### Your objective
For the copy, please give all of the data again exactly and leave the pictures out.
>> START Supplied data
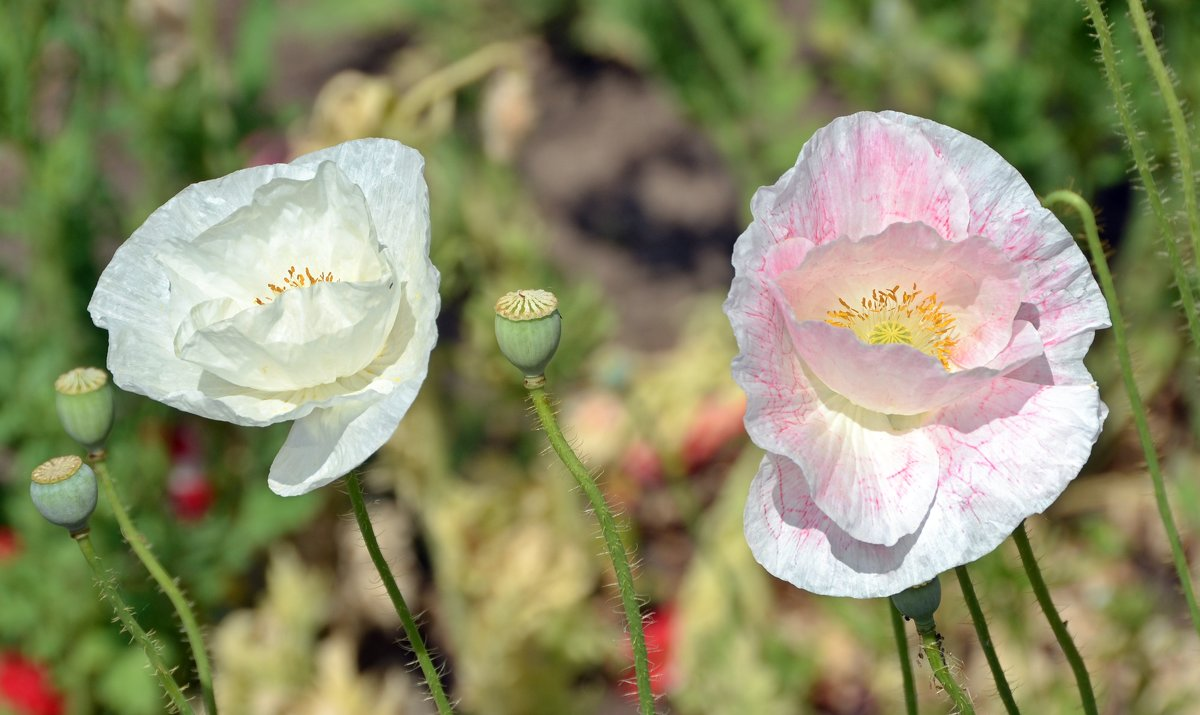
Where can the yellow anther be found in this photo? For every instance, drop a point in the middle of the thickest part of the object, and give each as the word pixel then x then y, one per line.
pixel 892 316
pixel 294 280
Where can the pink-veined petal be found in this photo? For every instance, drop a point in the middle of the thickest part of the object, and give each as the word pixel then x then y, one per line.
pixel 999 468
pixel 858 175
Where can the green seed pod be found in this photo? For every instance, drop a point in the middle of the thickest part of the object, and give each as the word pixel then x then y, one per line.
pixel 85 406
pixel 64 491
pixel 528 328
pixel 919 602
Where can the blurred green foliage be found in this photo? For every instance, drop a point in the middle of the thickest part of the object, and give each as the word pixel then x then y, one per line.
pixel 108 108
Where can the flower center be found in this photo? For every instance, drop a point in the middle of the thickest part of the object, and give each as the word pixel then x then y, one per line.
pixel 892 316
pixel 294 280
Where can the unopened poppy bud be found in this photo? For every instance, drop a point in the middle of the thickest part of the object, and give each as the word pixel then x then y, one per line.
pixel 919 602
pixel 64 491
pixel 85 406
pixel 528 328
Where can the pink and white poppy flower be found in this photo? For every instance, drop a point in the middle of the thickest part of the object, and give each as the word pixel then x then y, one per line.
pixel 912 325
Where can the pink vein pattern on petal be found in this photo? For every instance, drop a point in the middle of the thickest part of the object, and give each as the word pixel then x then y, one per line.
pixel 857 176
pixel 1003 208
pixel 976 508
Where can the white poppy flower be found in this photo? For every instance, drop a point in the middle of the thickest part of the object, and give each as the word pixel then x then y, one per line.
pixel 291 292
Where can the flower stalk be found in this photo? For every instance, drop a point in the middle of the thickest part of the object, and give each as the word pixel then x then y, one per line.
pixel 1140 160
pixel 931 644
pixel 108 592
pixel 1137 406
pixel 1186 175
pixel 611 538
pixel 989 652
pixel 432 680
pixel 1056 624
pixel 141 547
pixel 910 688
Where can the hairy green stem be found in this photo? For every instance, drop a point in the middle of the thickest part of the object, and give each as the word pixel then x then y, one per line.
pixel 1060 629
pixel 989 652
pixel 141 547
pixel 1141 160
pixel 1179 124
pixel 397 600
pixel 910 688
pixel 611 538
pixel 931 643
pixel 1137 406
pixel 108 592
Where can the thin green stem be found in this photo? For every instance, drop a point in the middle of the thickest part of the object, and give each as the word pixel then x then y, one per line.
pixel 397 600
pixel 1141 160
pixel 989 652
pixel 1179 124
pixel 931 643
pixel 1137 406
pixel 611 538
pixel 141 547
pixel 910 688
pixel 1060 629
pixel 108 592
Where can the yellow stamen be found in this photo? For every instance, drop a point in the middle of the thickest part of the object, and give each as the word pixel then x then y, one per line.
pixel 891 316
pixel 294 280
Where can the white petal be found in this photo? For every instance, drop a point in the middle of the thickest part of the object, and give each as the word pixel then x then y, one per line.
pixel 1006 456
pixel 329 443
pixel 1005 209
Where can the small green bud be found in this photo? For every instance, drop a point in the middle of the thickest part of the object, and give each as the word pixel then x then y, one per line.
pixel 64 491
pixel 919 602
pixel 528 329
pixel 85 406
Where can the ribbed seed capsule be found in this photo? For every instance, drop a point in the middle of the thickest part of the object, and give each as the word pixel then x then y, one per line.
pixel 528 328
pixel 84 402
pixel 64 491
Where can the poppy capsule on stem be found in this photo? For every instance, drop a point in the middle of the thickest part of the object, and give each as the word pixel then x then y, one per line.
pixel 528 328
pixel 64 491
pixel 84 403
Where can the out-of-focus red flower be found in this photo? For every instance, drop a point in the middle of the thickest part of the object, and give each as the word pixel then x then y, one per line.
pixel 25 686
pixel 10 546
pixel 715 425
pixel 660 636
pixel 190 492
pixel 189 488
pixel 642 462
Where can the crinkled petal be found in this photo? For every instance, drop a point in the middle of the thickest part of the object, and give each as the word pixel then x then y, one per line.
pixel 1003 456
pixel 329 443
pixel 870 479
pixel 976 284
pixel 899 379
pixel 1003 208
pixel 131 294
pixel 849 451
pixel 305 337
pixel 855 178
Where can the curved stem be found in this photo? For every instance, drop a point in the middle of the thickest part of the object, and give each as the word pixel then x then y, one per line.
pixel 910 688
pixel 611 538
pixel 1179 124
pixel 108 592
pixel 166 582
pixel 1141 160
pixel 1060 629
pixel 397 600
pixel 1137 407
pixel 931 643
pixel 989 652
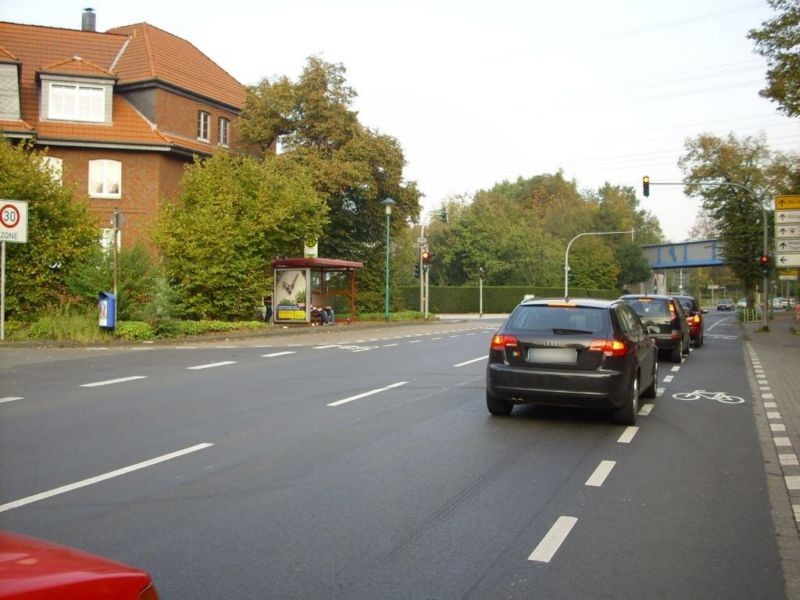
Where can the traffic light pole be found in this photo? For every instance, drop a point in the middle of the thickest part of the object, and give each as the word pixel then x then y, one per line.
pixel 646 183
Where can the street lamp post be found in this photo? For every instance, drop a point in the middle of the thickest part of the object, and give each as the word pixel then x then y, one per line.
pixel 566 255
pixel 388 203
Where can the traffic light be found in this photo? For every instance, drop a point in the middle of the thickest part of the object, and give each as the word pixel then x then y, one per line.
pixel 763 262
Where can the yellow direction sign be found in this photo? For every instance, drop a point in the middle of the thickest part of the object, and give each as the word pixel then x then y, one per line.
pixel 787 202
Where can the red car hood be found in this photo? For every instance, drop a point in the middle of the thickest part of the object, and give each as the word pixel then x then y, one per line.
pixel 34 569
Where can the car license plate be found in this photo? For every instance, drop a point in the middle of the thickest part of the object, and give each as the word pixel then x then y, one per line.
pixel 552 355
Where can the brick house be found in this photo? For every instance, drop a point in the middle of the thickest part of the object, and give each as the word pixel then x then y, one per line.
pixel 119 113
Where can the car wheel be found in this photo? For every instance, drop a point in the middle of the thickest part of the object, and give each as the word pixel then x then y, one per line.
pixel 675 354
pixel 498 406
pixel 650 392
pixel 626 414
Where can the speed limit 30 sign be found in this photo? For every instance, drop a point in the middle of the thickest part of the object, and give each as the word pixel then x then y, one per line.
pixel 13 221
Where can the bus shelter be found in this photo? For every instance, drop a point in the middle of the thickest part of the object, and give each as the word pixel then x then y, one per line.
pixel 303 287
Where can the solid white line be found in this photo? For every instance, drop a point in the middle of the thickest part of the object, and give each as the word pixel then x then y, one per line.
pixel 551 542
pixel 113 381
pixel 365 394
pixel 212 365
pixel 92 480
pixel 627 435
pixel 600 473
pixel 469 362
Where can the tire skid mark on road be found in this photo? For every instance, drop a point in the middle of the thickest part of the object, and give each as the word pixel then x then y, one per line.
pixel 99 478
pixel 787 456
pixel 113 381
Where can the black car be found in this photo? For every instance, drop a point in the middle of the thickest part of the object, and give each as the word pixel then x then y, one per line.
pixel 665 321
pixel 694 318
pixel 578 353
pixel 726 304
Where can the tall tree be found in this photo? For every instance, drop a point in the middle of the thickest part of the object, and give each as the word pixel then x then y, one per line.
pixel 777 40
pixel 354 168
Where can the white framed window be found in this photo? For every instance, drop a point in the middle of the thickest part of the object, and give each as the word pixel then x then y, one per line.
pixel 105 178
pixel 203 126
pixel 53 166
pixel 224 131
pixel 77 102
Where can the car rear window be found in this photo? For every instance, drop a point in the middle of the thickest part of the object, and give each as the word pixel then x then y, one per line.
pixel 649 307
pixel 566 318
>> END Supplied data
### Solved problem
Where can the yellow anther be found in this photo? For every instance, drop a point in the middle of the thickest part of the object, and give each as the word pixel then x then y, one per line.
pixel 892 316
pixel 294 280
Where can the pink-veined petal be found in this photo? For every instance, drop a point in the middle of the thickest part of the object, and give each as the word pixel then x then y, one per line.
pixel 999 468
pixel 858 175
Where can the green seed pod be found in this photo? For every instance, drop a point in the middle of the thickest part of the object, and give each as the word pixel then x then y, one per line.
pixel 85 406
pixel 64 491
pixel 528 328
pixel 919 602
Where can the blurred green foliage be found in this photo? For every instance, drop a point in the middle of the thickest part of the object, and give each as the word pixel then x then y, one per line.
pixel 108 108
Where can the flower center be found in this photo? For every instance, drop a point in the middle of the thickest part of the object, and give each as the word pixel then x then y, one per line.
pixel 892 316
pixel 294 280
Where can the unopened poppy bud be found in this photo? For every instance, drop a point in the middle of the thickest part of the object, and give each as the word pixel then x then y, one per line.
pixel 919 602
pixel 64 491
pixel 85 406
pixel 528 328
Where can the pink and white poppy flower be found in this photo? For every instance, drop a point in the middle of the thickest part of the object, and give each as the word pixel then x then y, one per line.
pixel 912 325
Where can the pink vein pattern on petal be found in this photo? For every instance, drop a point in the middle of the thickest part of the object, and give each as the word pixel then x then y, one per line.
pixel 857 176
pixel 1003 208
pixel 976 508
Where can the white poppy flower be found in this photo? For every instance, drop a point in the middle of the thickest part of the object, and give each as the word pixel then x then y, one per line.
pixel 291 292
Where can the flower stalk be found in this photo? For every instance, drop a point in the middle of the thickest part of the object, and give each as the word pixel then x then y, one per line.
pixel 1140 160
pixel 931 644
pixel 108 592
pixel 1137 406
pixel 1186 175
pixel 611 538
pixel 989 652
pixel 432 680
pixel 1056 624
pixel 141 547
pixel 910 688
Where can the hairy green stem be found in this photo? For every instance, drop a point in the middle of the thickest part of the object, and give each as the word pixel then x then y, one per line.
pixel 1060 629
pixel 989 652
pixel 141 547
pixel 1141 160
pixel 1179 124
pixel 397 600
pixel 910 688
pixel 611 538
pixel 931 643
pixel 1137 406
pixel 108 592
Where can the thin green stem be found in this photo? For every instance, drop a point in the middle of the thickest part of the object, and give each as the word pixel then x then y, one per line.
pixel 397 600
pixel 1141 160
pixel 989 652
pixel 1179 124
pixel 931 643
pixel 1137 406
pixel 611 538
pixel 141 547
pixel 910 688
pixel 1060 629
pixel 108 592
Where can the yellow stamen be found in this photo? For every instance, drop a point in the middle of the thickest part of the object, and give each as the word pixel then x then y, one per line.
pixel 891 316
pixel 294 280
Where can the white petal be found in this photo? For every instance, drop a point in the middle of the thickest part of the object, and give each as the word pixel then x then y, one per line.
pixel 1006 456
pixel 329 443
pixel 1005 209
Where can the small green bud be found in this photo? For every instance, drop a point in the middle of the thickest part of the object, and give each as the word pixel then x then y, one per line.
pixel 64 491
pixel 919 602
pixel 528 329
pixel 85 406
Where can the ribbed seed capsule be found in this photo? For every instance, drop a point in the middle of the thickest part of the object, and give each as the word pixel then x then y, one per line.
pixel 528 328
pixel 84 402
pixel 64 491
Where can the poppy capsule on stem be found in this photo? For every instance, drop a point in the middle of the thickest part of the object, and give each as the word pixel then x then y, one per line.
pixel 528 328
pixel 64 491
pixel 84 403
Where can the out-of-focus red flower be found in this photo? For every instance, drop a point in the middle of the thickest part of the object, and give each as the word pixel then x then y, one per line.
pixel 25 686
pixel 10 546
pixel 715 425
pixel 660 636
pixel 190 492
pixel 189 488
pixel 642 462
Where can the crinkled petal be found in this photo? For every instance, drop a point in the middle of the thickest part of the object, and give each as the word pixel then x then y, one per line.
pixel 1003 456
pixel 329 443
pixel 870 479
pixel 976 284
pixel 899 379
pixel 1003 208
pixel 131 294
pixel 849 451
pixel 305 337
pixel 855 178
Where can the curved stem be found in this photo? For every instance, drop a point in the middle of the thickest part of the object, and give each as the word pixel then x then y, one per line.
pixel 910 688
pixel 611 538
pixel 1179 124
pixel 108 592
pixel 166 582
pixel 1141 160
pixel 1060 629
pixel 397 600
pixel 1137 407
pixel 931 643
pixel 989 652
Where can the traffic light pole be found in this photo? For every instance, drop a point in the middle of the thickest part of the object, and give each as the word pixel then x then y, one per line.
pixel 646 183
Where can the street lamp post be found in this photo? For every instance, drop a point in the middle of the thickest part of the object, and give each as the word pixel then x then y, one per line.
pixel 566 255
pixel 388 203
Where can the traffic light be found in this photo? For every instance, drop a point in the middle of the thickest part of the object, and give each as the word pixel then x then y, one per line.
pixel 763 262
Where can the yellow direction sign be found in this photo? For every instance, drop a point in the middle of the thickest part of the object, and give each as the word pixel then x then y, one per line.
pixel 787 202
Where can the red car hood be found in this photo? For every instance, drop a point in the middle of the thickest part of the object, and give each as the word pixel then x then y, one per line.
pixel 34 569
Where can the car license plate be found in this photo? For every instance, drop a point in the middle of the thickest part of the object, and give each as the word pixel then x then y, one per line.
pixel 552 355
Where can the brick house be found in this photo? For every instance, drop a point in the middle of the thickest part of the object, and give each as the word pixel then x then y, one per line.
pixel 119 113
Where can the car wheel be found in this photo? For every instance, drop a point in the middle of the thickest part of the object, and give each as the word pixel then x then y, one per line.
pixel 675 354
pixel 498 406
pixel 650 392
pixel 626 414
Where can the speed limit 30 sign be found in this photo? For every instance, drop a point in the middle of the thickest part of the object, and give each as the word pixel then x then y, one per line.
pixel 13 221
Where can the bus shelter be found in this photo? For every instance, drop a point in the middle of the thickest part of the object, and give each as the word pixel then x then y, one per line.
pixel 303 287
Where can the solid white line be found in this photo? For every instance, drop a point in the middle of the thickest part of the object, and give each as the word pixel then x then y, one per line.
pixel 551 542
pixel 113 381
pixel 365 394
pixel 212 365
pixel 92 480
pixel 627 435
pixel 600 473
pixel 469 362
Where can the tire skid mark on road be found in this photo? For every instance, drop a point in the middle of the thickest part of the object, and give each as the word pixel then x then y, one per line.
pixel 99 478
pixel 787 456
pixel 113 381
Where can the black car be found in this photo? For every instance, drop a point in the middle of the thickest part of the object, and give each as the word pixel then x then y, one per line.
pixel 665 321
pixel 694 318
pixel 578 353
pixel 726 304
Where can the tall tree be found in this photo? For every instance, drop a point in the middle of the thickest part of the object, and give each as the word pixel then x then y, one per line.
pixel 777 40
pixel 354 168
Where can the white framed window be found in this photo? For every instance, drop a point in the middle of the thickest part of the object, and give each as the word pixel then x then y, one per line.
pixel 105 178
pixel 203 126
pixel 53 166
pixel 224 131
pixel 77 102
Where can the car rear window be found in this photo? For every instance, drop a point in the middle of the thickest part of the object, and give each as the word pixel then x then y, one per line.
pixel 649 307
pixel 566 318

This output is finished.